■ RECORDS TO PROCESS
== Segment start ==
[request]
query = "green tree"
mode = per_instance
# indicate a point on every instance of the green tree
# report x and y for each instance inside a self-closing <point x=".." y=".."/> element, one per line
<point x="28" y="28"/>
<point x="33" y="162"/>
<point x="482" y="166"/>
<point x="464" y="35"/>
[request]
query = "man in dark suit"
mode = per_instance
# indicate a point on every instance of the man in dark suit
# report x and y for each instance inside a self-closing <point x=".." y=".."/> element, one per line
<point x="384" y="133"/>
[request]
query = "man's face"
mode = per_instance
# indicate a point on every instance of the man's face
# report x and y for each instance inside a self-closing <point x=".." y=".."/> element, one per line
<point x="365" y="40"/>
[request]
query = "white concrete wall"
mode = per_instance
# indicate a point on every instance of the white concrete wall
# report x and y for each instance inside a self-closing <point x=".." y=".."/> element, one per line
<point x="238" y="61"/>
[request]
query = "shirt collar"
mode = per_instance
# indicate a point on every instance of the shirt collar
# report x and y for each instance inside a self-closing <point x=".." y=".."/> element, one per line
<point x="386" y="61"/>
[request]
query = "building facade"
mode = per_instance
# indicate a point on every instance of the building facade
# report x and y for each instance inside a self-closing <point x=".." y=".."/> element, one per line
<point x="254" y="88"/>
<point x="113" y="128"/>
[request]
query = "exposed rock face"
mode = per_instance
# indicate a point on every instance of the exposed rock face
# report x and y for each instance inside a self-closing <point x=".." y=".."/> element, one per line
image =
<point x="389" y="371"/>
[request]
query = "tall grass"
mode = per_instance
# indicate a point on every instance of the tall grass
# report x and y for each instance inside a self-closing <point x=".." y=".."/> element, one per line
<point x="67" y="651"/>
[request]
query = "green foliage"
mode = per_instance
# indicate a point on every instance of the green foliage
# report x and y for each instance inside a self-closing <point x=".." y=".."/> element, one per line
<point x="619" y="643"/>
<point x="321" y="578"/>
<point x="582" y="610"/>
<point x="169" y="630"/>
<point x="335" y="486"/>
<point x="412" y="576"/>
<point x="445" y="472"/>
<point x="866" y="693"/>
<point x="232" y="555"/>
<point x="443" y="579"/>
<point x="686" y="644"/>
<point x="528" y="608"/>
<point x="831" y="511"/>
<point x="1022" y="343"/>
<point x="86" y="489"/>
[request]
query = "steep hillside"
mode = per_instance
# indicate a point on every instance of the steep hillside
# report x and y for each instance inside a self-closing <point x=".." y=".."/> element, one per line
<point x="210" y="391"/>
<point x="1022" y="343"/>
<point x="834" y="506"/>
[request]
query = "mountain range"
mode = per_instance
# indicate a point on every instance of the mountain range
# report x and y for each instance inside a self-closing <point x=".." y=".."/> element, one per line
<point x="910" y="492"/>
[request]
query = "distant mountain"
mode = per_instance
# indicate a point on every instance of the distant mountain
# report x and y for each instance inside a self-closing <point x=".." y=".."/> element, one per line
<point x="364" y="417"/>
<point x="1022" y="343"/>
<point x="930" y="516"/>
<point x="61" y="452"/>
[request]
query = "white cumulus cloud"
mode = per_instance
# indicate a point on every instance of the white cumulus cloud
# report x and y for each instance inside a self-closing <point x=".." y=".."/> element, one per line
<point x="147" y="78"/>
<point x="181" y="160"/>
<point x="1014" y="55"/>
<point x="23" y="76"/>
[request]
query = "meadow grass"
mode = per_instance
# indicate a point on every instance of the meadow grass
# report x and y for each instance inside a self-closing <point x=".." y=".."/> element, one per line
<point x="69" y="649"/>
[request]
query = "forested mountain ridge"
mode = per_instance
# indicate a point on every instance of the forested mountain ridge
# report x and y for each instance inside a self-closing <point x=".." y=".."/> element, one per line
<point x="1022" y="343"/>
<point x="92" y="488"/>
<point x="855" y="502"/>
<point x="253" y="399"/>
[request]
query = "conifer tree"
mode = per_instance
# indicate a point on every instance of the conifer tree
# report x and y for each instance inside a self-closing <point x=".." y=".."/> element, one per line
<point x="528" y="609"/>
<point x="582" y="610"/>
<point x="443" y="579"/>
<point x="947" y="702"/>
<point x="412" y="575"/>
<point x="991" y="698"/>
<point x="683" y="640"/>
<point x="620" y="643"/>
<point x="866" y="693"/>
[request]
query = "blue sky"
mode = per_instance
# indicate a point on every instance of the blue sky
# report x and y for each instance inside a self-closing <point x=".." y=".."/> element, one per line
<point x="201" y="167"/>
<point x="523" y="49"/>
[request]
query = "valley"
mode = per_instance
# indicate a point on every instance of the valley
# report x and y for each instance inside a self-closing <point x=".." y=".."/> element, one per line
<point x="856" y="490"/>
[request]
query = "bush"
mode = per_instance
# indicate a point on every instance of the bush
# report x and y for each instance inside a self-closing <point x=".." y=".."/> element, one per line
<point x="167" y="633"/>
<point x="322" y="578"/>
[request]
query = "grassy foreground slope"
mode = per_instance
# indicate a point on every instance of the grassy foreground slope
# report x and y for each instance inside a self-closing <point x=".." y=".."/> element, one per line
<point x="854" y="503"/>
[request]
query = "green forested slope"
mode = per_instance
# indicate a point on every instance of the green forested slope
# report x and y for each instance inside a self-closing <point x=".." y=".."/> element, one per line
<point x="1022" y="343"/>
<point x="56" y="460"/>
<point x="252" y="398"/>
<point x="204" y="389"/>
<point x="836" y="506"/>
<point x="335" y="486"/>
== Segment end ==
■ WHAT NEEDS TO BE DONE
Filter the listing for the word "rock" and copy every line that holds it.

■ WRITTEN ANSWER
query = "exposed rock face"
# indicate a point on every instance of the exposed rock face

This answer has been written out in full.